▶ [RECORDS]:
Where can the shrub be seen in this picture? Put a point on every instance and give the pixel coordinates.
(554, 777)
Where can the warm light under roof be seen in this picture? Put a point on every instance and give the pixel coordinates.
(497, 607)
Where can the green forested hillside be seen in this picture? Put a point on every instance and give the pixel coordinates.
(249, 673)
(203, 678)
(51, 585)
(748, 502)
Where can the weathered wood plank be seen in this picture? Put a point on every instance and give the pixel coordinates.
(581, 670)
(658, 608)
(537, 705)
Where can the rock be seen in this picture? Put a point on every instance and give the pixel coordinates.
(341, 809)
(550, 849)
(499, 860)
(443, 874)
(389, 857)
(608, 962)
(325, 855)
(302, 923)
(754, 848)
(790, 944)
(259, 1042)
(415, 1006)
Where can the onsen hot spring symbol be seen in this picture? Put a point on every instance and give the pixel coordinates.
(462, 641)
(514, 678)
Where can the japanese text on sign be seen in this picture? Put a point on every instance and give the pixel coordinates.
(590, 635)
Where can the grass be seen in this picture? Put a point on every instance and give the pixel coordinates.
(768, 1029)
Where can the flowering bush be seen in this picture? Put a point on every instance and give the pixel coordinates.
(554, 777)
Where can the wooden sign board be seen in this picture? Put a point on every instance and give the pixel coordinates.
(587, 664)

* * *

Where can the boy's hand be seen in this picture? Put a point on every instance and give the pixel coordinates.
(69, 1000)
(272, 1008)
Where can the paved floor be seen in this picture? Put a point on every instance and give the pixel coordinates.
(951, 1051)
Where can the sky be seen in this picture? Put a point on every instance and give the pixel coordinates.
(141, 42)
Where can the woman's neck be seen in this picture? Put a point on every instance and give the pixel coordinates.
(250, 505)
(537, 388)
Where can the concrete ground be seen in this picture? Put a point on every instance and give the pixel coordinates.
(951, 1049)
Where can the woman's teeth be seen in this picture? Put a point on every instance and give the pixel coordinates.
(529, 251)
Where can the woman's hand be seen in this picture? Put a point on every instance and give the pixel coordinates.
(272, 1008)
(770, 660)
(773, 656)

* * *

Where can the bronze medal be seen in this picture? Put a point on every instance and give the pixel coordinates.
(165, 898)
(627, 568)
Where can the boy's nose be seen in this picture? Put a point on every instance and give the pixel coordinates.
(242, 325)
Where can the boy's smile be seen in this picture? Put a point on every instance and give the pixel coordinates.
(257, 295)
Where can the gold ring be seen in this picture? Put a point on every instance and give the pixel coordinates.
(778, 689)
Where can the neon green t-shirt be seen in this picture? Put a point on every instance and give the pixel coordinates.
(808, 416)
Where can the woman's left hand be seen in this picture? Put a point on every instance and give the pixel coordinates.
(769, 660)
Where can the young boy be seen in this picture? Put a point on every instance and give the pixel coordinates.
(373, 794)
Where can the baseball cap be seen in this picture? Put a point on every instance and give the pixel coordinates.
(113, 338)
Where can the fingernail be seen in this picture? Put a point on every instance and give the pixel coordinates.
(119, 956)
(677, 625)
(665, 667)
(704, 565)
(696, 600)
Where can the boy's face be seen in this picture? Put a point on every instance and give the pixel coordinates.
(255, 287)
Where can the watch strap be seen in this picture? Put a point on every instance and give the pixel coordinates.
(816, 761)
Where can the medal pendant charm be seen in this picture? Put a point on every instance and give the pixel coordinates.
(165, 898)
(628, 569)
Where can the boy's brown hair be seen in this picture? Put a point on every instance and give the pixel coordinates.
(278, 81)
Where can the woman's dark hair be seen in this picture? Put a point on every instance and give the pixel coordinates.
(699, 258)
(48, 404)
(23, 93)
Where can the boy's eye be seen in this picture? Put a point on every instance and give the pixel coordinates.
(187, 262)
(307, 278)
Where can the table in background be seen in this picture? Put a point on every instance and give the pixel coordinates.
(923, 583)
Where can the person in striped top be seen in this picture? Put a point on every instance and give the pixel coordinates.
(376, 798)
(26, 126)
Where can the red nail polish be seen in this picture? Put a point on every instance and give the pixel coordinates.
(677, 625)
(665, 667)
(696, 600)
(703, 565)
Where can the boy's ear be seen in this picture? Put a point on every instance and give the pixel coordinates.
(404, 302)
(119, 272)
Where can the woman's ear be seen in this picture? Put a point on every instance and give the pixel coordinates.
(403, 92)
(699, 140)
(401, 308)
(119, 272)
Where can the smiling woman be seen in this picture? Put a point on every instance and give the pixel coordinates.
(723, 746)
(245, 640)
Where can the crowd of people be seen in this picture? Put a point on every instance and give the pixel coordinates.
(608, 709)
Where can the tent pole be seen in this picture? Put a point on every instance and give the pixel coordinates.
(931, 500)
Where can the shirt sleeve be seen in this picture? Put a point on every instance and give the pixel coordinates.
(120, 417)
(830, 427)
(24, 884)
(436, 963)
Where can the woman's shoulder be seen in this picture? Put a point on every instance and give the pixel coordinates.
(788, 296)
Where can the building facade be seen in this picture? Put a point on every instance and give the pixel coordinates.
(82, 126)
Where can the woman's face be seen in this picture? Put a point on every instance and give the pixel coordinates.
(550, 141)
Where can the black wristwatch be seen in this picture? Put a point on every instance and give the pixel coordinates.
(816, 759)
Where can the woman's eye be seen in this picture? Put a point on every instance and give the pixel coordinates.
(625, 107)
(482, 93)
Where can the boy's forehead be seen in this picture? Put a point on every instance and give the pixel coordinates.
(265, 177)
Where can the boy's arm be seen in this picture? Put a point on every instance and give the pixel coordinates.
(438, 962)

▶ [EXERCISE REQUIREMENTS]:
Copy the stretch of material from the line containing "Where can the sky" through the line containing "(951, 1049)", swapping "concrete ground" for "cement pavement" and changing nothing else.

▶ [FULL RESPONSE]:
Where can the sky be seen in this picture? Put a point on every instance and give the pixel coordinates.
(141, 42)
Where can the woman's neck be seen in this picture? Put a point on every instance and give the pixel coordinates.
(250, 505)
(537, 388)
Where can the cement pavement be seen in this picture? Put a point on every instance and give the pixel coordinates.
(951, 1049)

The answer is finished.